## Description of the task
Here, the job is to give back every entry below unchanged, omitting pictures.

─── Entries provided

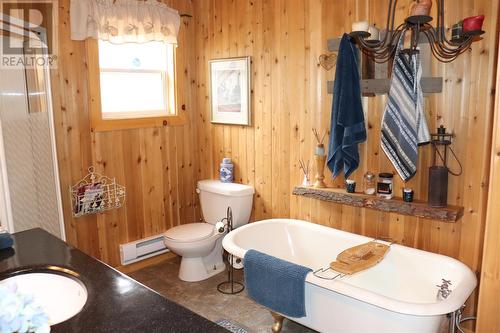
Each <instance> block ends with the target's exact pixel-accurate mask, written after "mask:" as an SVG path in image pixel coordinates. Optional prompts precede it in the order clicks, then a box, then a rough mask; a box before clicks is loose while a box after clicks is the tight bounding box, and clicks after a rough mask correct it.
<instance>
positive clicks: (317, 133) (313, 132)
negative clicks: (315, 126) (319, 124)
mask: <svg viewBox="0 0 500 333" xmlns="http://www.w3.org/2000/svg"><path fill="white" fill-rule="evenodd" d="M313 133H314V137H315V138H316V141H317V142H318V145H323V141H324V140H325V136H326V131H325V132H324V133H323V135H322V136H320V135H319V133H318V131H317V130H316V129H315V128H313Z"/></svg>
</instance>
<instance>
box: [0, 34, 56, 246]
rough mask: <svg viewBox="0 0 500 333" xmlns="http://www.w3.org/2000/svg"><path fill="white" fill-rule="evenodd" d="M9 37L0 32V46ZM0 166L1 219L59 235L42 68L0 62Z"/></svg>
mask: <svg viewBox="0 0 500 333" xmlns="http://www.w3.org/2000/svg"><path fill="white" fill-rule="evenodd" d="M13 38H15V37H12V36H10V37H9V41H7V40H6V38H5V37H4V36H2V35H0V47H1V45H2V43H4V42H10V43H12V39H13ZM17 42H19V43H24V42H25V41H23V40H21V39H19V40H18V41H17ZM0 171H1V173H0V186H1V188H0V191H1V194H0V222H1V224H2V225H3V226H4V227H7V229H8V230H9V231H10V232H11V233H12V232H19V231H23V230H27V229H31V228H37V227H38V228H42V229H45V230H46V231H48V232H50V233H51V234H53V235H55V236H57V237H59V238H62V239H64V238H65V237H64V227H63V226H64V223H63V218H62V208H61V195H60V191H59V177H58V173H57V172H58V169H57V158H56V150H55V136H54V126H53V115H52V104H51V90H50V77H49V71H48V69H47V68H43V67H24V66H17V67H16V68H0Z"/></svg>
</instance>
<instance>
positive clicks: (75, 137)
mask: <svg viewBox="0 0 500 333" xmlns="http://www.w3.org/2000/svg"><path fill="white" fill-rule="evenodd" d="M165 2H166V3H167V4H169V5H170V6H171V7H172V8H176V9H178V10H179V11H180V12H183V13H190V12H191V6H192V5H191V1H187V0H168V1H165ZM59 6H60V8H59V54H58V55H59V58H58V68H57V69H56V70H53V72H52V92H53V103H54V114H55V127H56V136H57V138H56V139H57V154H58V160H59V170H60V178H61V191H62V198H63V210H64V219H65V226H66V237H67V240H68V241H69V243H71V244H72V245H74V246H76V247H78V248H80V249H81V250H83V251H85V252H86V253H88V254H90V255H92V256H94V257H97V258H99V259H101V260H103V261H105V262H107V263H109V264H111V265H114V266H117V265H119V263H120V257H119V247H118V245H119V244H122V243H126V242H129V241H133V240H137V239H140V238H143V237H146V236H150V235H154V234H158V233H161V232H163V231H165V230H167V229H168V228H169V227H171V226H173V225H177V224H179V223H181V221H182V222H184V223H185V222H192V221H194V220H195V219H196V215H197V209H196V201H195V199H194V198H195V193H194V189H195V187H194V186H195V181H194V178H195V175H196V173H195V170H196V169H197V166H196V161H197V160H196V158H195V155H194V145H193V142H194V141H195V137H194V133H195V132H194V126H193V124H194V120H193V115H194V114H193V112H192V104H193V102H194V100H193V96H192V89H191V76H192V75H193V74H192V68H194V63H193V62H194V55H193V54H192V49H193V47H192V45H191V44H192V43H193V41H194V27H193V26H192V25H191V24H190V23H191V21H190V20H189V19H182V24H181V29H180V36H179V47H178V50H177V70H178V72H177V76H178V88H179V89H178V94H179V96H178V105H179V106H181V105H185V106H186V107H185V108H186V111H182V110H180V112H186V113H187V118H188V122H187V124H186V125H183V126H178V127H163V128H145V129H137V130H124V131H112V132H97V133H92V132H91V130H90V116H89V110H88V94H87V68H86V62H85V61H86V60H85V59H86V50H85V42H79V41H72V40H71V39H70V21H69V0H59ZM91 165H94V166H95V167H96V170H97V171H98V172H100V173H103V174H105V175H107V176H109V177H116V181H117V182H118V183H120V184H122V185H124V186H126V188H127V199H126V203H125V206H124V207H123V208H121V209H118V210H112V211H109V212H107V213H105V214H98V215H90V216H86V217H81V218H78V219H75V218H73V217H72V215H71V203H70V200H69V194H68V187H69V186H70V185H72V184H74V183H76V182H77V181H78V180H79V179H81V178H83V177H84V176H85V175H86V173H87V168H88V167H89V166H91Z"/></svg>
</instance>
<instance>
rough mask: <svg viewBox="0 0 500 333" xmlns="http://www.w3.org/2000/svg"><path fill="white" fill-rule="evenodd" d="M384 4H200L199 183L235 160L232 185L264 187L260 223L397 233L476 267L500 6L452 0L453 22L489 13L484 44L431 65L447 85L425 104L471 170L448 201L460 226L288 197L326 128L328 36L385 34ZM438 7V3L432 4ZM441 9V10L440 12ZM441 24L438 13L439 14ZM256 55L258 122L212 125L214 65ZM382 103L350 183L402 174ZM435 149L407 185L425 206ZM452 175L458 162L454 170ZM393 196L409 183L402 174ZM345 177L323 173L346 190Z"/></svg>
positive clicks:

──────

## Answer area
Each <instance> block ends with the target's exact pixel-accurate mask, written after "mask:" as an SVG path in image pixel coordinates. Optional prompts precede it in the order clicks, then a box, then a rough mask; a box before clicks is loose while a box after clicks is the tight bounding box, and clicks after a rough mask correct it.
<instance>
positive clicks: (317, 133) (313, 132)
negative clicks: (315, 126) (319, 124)
mask: <svg viewBox="0 0 500 333" xmlns="http://www.w3.org/2000/svg"><path fill="white" fill-rule="evenodd" d="M313 133H314V137H315V138H316V141H317V142H318V145H323V141H324V140H325V136H326V131H325V132H324V133H323V135H322V136H320V135H319V133H318V131H317V130H316V129H315V128H313Z"/></svg>
</instance>
<instance>
box: [0, 34, 56, 246]
rough mask: <svg viewBox="0 0 500 333" xmlns="http://www.w3.org/2000/svg"><path fill="white" fill-rule="evenodd" d="M9 37L0 32V46ZM0 166L1 219L59 235L42 68L0 62Z"/></svg>
mask: <svg viewBox="0 0 500 333" xmlns="http://www.w3.org/2000/svg"><path fill="white" fill-rule="evenodd" d="M13 38H15V37H12V36H10V37H9V41H7V40H6V38H5V37H4V36H2V35H0V47H1V45H2V43H4V42H10V43H12V39H13ZM17 42H19V43H24V42H25V41H23V40H21V39H19V40H18V41H17ZM0 171H1V173H0V186H1V188H0V191H1V194H0V222H1V224H2V225H3V226H4V227H7V229H8V230H9V231H10V232H11V233H12V232H19V231H23V230H27V229H31V228H37V227H38V228H42V229H45V230H46V231H48V232H50V233H51V234H53V235H55V236H57V237H59V238H62V239H64V238H65V237H64V227H63V226H64V223H63V218H62V208H61V195H60V191H59V177H58V173H57V172H58V169H57V158H56V150H55V136H54V126H53V115H52V104H51V90H50V77H49V71H48V69H47V68H43V67H24V66H17V67H16V68H0Z"/></svg>
</instance>
<instance>
positive clicks: (75, 137)
mask: <svg viewBox="0 0 500 333" xmlns="http://www.w3.org/2000/svg"><path fill="white" fill-rule="evenodd" d="M165 2H166V3H167V4H169V5H170V6H171V7H172V8H176V9H178V10H179V11H180V12H183V13H190V12H191V6H192V5H191V1H187V0H168V1H165ZM59 6H60V8H59V54H58V55H59V58H58V68H57V69H56V70H53V72H52V92H53V103H54V114H55V127H56V136H57V138H56V139H57V154H58V160H59V170H60V178H61V191H62V198H63V210H64V219H65V226H66V237H67V240H68V241H69V243H71V244H72V245H74V246H76V247H78V248H80V249H81V250H83V251H85V252H86V253H88V254H90V255H92V256H94V257H97V258H99V259H101V260H103V261H105V262H107V263H109V264H111V265H114V266H117V265H119V263H120V257H119V247H118V245H119V244H122V243H126V242H129V241H133V240H137V239H140V238H143V237H146V236H150V235H154V234H158V233H161V232H163V231H165V230H167V229H168V228H169V227H171V226H173V225H177V224H179V223H181V221H182V222H184V223H185V222H192V221H194V220H195V219H196V215H197V209H196V201H195V199H194V198H195V193H194V189H195V187H194V186H195V181H194V178H195V175H196V173H195V170H196V169H197V166H196V161H197V160H196V158H195V155H194V145H193V142H194V141H195V137H194V133H195V132H194V126H193V124H194V120H193V115H194V114H193V112H192V104H193V102H194V100H193V96H192V89H191V76H192V75H193V74H192V68H194V63H193V62H194V55H193V54H192V49H193V47H192V45H191V44H192V43H193V41H194V27H193V26H192V25H191V24H190V23H191V21H190V20H189V19H182V24H181V29H180V36H179V47H178V50H177V70H178V72H177V76H178V88H179V89H178V94H179V96H178V105H179V106H181V105H185V106H186V107H185V108H186V111H182V110H180V112H186V113H187V118H188V122H187V124H186V125H183V126H178V127H163V128H145V129H137V130H124V131H112V132H97V133H92V132H91V130H90V116H89V110H88V94H87V68H86V62H85V61H86V60H85V59H86V50H85V42H79V41H72V40H71V39H70V21H69V0H59ZM91 165H94V166H95V167H96V170H97V171H98V172H100V173H103V174H105V175H107V176H109V177H116V181H117V182H118V183H120V184H122V185H124V186H126V188H127V199H126V203H125V206H124V207H123V208H121V209H118V210H112V211H109V212H107V213H105V214H98V215H90V216H86V217H81V218H78V219H75V218H73V217H72V215H71V203H70V200H69V194H68V187H69V186H70V185H72V184H74V183H76V182H77V181H78V180H79V179H81V178H83V177H84V176H85V175H86V173H87V168H88V167H89V166H91Z"/></svg>
</instance>
<instance>
rough mask: <svg viewBox="0 0 500 333" xmlns="http://www.w3.org/2000/svg"><path fill="white" fill-rule="evenodd" d="M384 4H200L199 183L235 160L232 185L264 187L260 223L397 233L476 267L500 6L452 0L453 22L489 13L484 44L431 65L447 85L425 104L471 170L448 201L460 226L288 197L326 128L328 36L385 34ZM438 7V3L432 4ZM441 9V10L440 12ZM441 24L438 13L439 14ZM256 55L258 122L212 125L214 65ZM382 103L350 183L402 174ZM435 149L407 185L425 206ZM452 175L458 162L454 170ZM393 196L409 183L402 174ZM345 177L323 173L346 190Z"/></svg>
positive clicks:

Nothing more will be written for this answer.